-- start --

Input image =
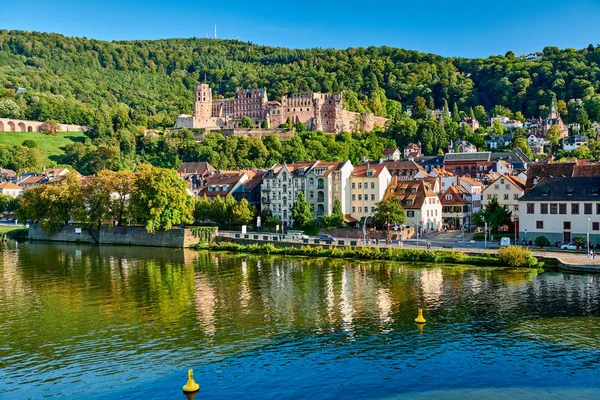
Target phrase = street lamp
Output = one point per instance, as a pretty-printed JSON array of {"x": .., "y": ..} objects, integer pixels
[{"x": 589, "y": 236}]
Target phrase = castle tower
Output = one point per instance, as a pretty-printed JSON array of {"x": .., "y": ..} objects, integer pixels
[{"x": 203, "y": 101}]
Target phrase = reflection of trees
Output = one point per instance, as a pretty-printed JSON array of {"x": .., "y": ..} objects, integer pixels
[{"x": 166, "y": 306}]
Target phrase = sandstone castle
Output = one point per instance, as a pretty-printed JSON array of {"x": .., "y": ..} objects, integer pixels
[{"x": 317, "y": 111}]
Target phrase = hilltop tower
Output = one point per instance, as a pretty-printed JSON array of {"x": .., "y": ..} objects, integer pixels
[{"x": 203, "y": 102}]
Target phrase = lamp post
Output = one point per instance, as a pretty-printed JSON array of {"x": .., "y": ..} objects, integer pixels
[{"x": 589, "y": 236}]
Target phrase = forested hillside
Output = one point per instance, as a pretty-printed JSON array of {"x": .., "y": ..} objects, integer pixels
[{"x": 118, "y": 89}]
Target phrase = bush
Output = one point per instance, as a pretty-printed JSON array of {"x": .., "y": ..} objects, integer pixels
[
  {"x": 541, "y": 241},
  {"x": 515, "y": 256},
  {"x": 580, "y": 241}
]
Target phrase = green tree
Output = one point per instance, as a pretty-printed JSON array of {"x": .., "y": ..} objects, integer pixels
[
  {"x": 242, "y": 212},
  {"x": 496, "y": 215},
  {"x": 389, "y": 210},
  {"x": 202, "y": 209},
  {"x": 160, "y": 199},
  {"x": 246, "y": 122},
  {"x": 336, "y": 219},
  {"x": 302, "y": 214}
]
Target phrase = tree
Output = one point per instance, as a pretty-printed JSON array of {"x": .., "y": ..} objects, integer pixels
[
  {"x": 302, "y": 214},
  {"x": 497, "y": 128},
  {"x": 246, "y": 122},
  {"x": 520, "y": 142},
  {"x": 496, "y": 215},
  {"x": 160, "y": 199},
  {"x": 202, "y": 208},
  {"x": 51, "y": 206},
  {"x": 336, "y": 219},
  {"x": 50, "y": 127},
  {"x": 242, "y": 212},
  {"x": 389, "y": 210}
]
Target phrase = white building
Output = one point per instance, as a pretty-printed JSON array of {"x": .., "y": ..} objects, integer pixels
[
  {"x": 560, "y": 209},
  {"x": 368, "y": 183}
]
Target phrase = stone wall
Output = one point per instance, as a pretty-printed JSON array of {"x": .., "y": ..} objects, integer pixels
[{"x": 122, "y": 235}]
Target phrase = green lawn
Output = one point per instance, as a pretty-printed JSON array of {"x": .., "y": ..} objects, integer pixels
[{"x": 49, "y": 146}]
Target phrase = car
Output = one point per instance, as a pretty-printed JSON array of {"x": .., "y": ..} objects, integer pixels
[{"x": 326, "y": 237}]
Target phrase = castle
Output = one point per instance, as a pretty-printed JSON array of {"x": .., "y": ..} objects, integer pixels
[{"x": 317, "y": 111}]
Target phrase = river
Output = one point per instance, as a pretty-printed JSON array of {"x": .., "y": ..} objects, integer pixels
[{"x": 127, "y": 322}]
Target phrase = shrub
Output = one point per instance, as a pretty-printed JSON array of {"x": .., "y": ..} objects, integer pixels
[
  {"x": 516, "y": 256},
  {"x": 541, "y": 241}
]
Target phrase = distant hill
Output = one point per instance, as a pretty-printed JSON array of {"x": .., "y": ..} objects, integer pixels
[{"x": 79, "y": 80}]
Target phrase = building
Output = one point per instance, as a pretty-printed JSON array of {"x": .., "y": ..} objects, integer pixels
[
  {"x": 470, "y": 164},
  {"x": 10, "y": 189},
  {"x": 412, "y": 150},
  {"x": 405, "y": 169},
  {"x": 280, "y": 188},
  {"x": 506, "y": 122},
  {"x": 317, "y": 111},
  {"x": 421, "y": 204},
  {"x": 561, "y": 208},
  {"x": 196, "y": 174},
  {"x": 472, "y": 122},
  {"x": 461, "y": 146},
  {"x": 571, "y": 143},
  {"x": 326, "y": 182},
  {"x": 497, "y": 142},
  {"x": 368, "y": 183},
  {"x": 391, "y": 154},
  {"x": 536, "y": 144},
  {"x": 542, "y": 125},
  {"x": 507, "y": 189},
  {"x": 456, "y": 207}
]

-- end --

* _WHAT TO WORK ON_: Rewrite all the entries above as a JSON list of strings, one string for each line, with blank lines and the pictures omitted.

* _ANSWER TO THIS TASK_:
[
  "Input image =",
  "Target phrase = street lamp",
  "Output = one point per instance, as a pretty-printed JSON array of {\"x\": .., \"y\": ..} objects, integer pixels",
  "[{\"x\": 589, \"y\": 236}]",
  "Target phrase = castle tower",
  "Output = one point per instance, as a pretty-printed JSON array of {\"x\": .., \"y\": ..} objects, integer pixels",
  "[{\"x\": 203, \"y\": 101}]",
  "Target phrase = reflection of trees",
  "Output = one point per instance, as a pretty-printed JSON array of {\"x\": .., \"y\": ..} objects, integer pixels",
  "[{\"x\": 166, \"y\": 306}]",
  "Target phrase = sandstone castle",
  "Output = one point per instance, as a pretty-printed JSON array of {\"x\": .., \"y\": ..} objects, integer pixels",
  "[{\"x\": 317, \"y\": 111}]",
  "Target phrase = hilltop tower",
  "Output = one point per instance, as a pretty-printed JSON array of {\"x\": .., \"y\": ..} objects, integer pixels",
  "[{\"x\": 203, \"y\": 102}]",
  "Target phrase = lamp post",
  "Output = one point per instance, as a pretty-printed JSON array of {\"x\": .., \"y\": ..} objects, integer pixels",
  "[{\"x\": 589, \"y\": 236}]",
  "Target phrase = forested hillside",
  "Output = one point per instance, as a pretty-printed JSON array of {\"x\": .., \"y\": ..} objects, integer pixels",
  "[{\"x\": 118, \"y\": 89}]",
  "Target phrase = bush",
  "Output = one point per instance, as a pretty-printed JSON array of {\"x\": .., \"y\": ..} objects, integer pixels",
  "[",
  "  {\"x\": 541, \"y\": 241},",
  "  {\"x\": 515, \"y\": 256},",
  "  {\"x\": 580, \"y\": 241}",
  "]",
  "Target phrase = green tree",
  "Output = one point per instance, as a pretty-printed JSON array of {\"x\": .., \"y\": ..} objects, integer pixels",
  "[",
  "  {\"x\": 242, \"y\": 212},",
  "  {\"x\": 496, \"y\": 215},",
  "  {\"x\": 389, \"y\": 210},",
  "  {\"x\": 202, \"y\": 209},",
  "  {\"x\": 160, \"y\": 199},",
  "  {\"x\": 246, \"y\": 122},",
  "  {\"x\": 336, \"y\": 219},",
  "  {\"x\": 302, \"y\": 214}",
  "]",
  "Target phrase = tree",
  "Output = one point per instance, as a pretty-printed JSON array of {\"x\": .., \"y\": ..} objects, integer pixels",
  "[",
  "  {\"x\": 302, \"y\": 214},",
  "  {\"x\": 497, \"y\": 128},",
  "  {\"x\": 246, \"y\": 122},",
  "  {\"x\": 520, \"y\": 142},",
  "  {\"x\": 496, \"y\": 215},",
  "  {\"x\": 160, \"y\": 199},",
  "  {\"x\": 202, \"y\": 208},",
  "  {\"x\": 51, \"y\": 206},",
  "  {\"x\": 336, \"y\": 219},",
  "  {\"x\": 50, \"y\": 127},",
  "  {\"x\": 242, \"y\": 212},",
  "  {\"x\": 389, \"y\": 210}",
  "]",
  "Target phrase = white building",
  "Output = one point per instance, as a pretty-printed JSON array of {\"x\": .., \"y\": ..} objects, integer pixels",
  "[",
  "  {\"x\": 560, \"y\": 209},",
  "  {\"x\": 368, \"y\": 183}",
  "]",
  "Target phrase = stone wall",
  "Output = one point per instance, as a pretty-printed JSON array of {\"x\": .., \"y\": ..} objects, integer pixels",
  "[{\"x\": 122, \"y\": 235}]",
  "Target phrase = green lawn",
  "Output = one point per instance, as a pretty-printed JSON array of {\"x\": .., \"y\": ..} objects, integer pixels",
  "[{\"x\": 49, \"y\": 146}]",
  "Target phrase = car",
  "Output = one point per instance, as a pretty-printed JSON array of {\"x\": .., \"y\": ..} objects, integer pixels",
  "[{\"x\": 326, \"y\": 237}]",
  "Target phrase = castle",
  "Output = one point per instance, as a pretty-printed JSON array of {\"x\": .., \"y\": ..} objects, integer pixels",
  "[{\"x\": 317, \"y\": 111}]",
  "Target phrase = river",
  "Output = one point per instance, as a pretty-printed JSON array of {\"x\": .., \"y\": ..} objects, integer pixels",
  "[{\"x\": 127, \"y\": 322}]",
  "Target phrase = shrub",
  "Output = one point per instance, as a pretty-printed JSON array of {\"x\": .., \"y\": ..} objects, integer pixels",
  "[",
  "  {\"x\": 516, \"y\": 256},",
  "  {\"x\": 541, \"y\": 241}",
  "]",
  "Target phrase = distant hill",
  "Output = one point per instance, as a pretty-printed JSON array of {\"x\": .., \"y\": ..} objects, integer pixels",
  "[{\"x\": 79, \"y\": 80}]",
  "Target phrase = building",
  "Output = one point per instance, as a pretty-printed JSON array of {\"x\": .., \"y\": ..} objects, integer pixels",
  "[",
  "  {\"x\": 470, \"y\": 164},",
  "  {\"x\": 10, \"y\": 189},",
  "  {\"x\": 412, \"y\": 150},",
  "  {\"x\": 405, \"y\": 169},",
  "  {\"x\": 280, \"y\": 188},",
  "  {\"x\": 506, \"y\": 122},",
  "  {\"x\": 317, \"y\": 111},",
  "  {\"x\": 421, \"y\": 204},",
  "  {\"x\": 561, \"y\": 208},",
  "  {\"x\": 196, \"y\": 174},",
  "  {\"x\": 472, \"y\": 122},",
  "  {\"x\": 461, \"y\": 146},",
  "  {\"x\": 571, \"y\": 143},",
  "  {\"x\": 326, \"y\": 182},",
  "  {\"x\": 497, \"y\": 142},",
  "  {\"x\": 368, \"y\": 183},",
  "  {\"x\": 391, \"y\": 154},",
  "  {\"x\": 536, \"y\": 144},",
  "  {\"x\": 542, \"y\": 125},",
  "  {\"x\": 507, \"y\": 189},",
  "  {\"x\": 456, \"y\": 207}",
  "]"
]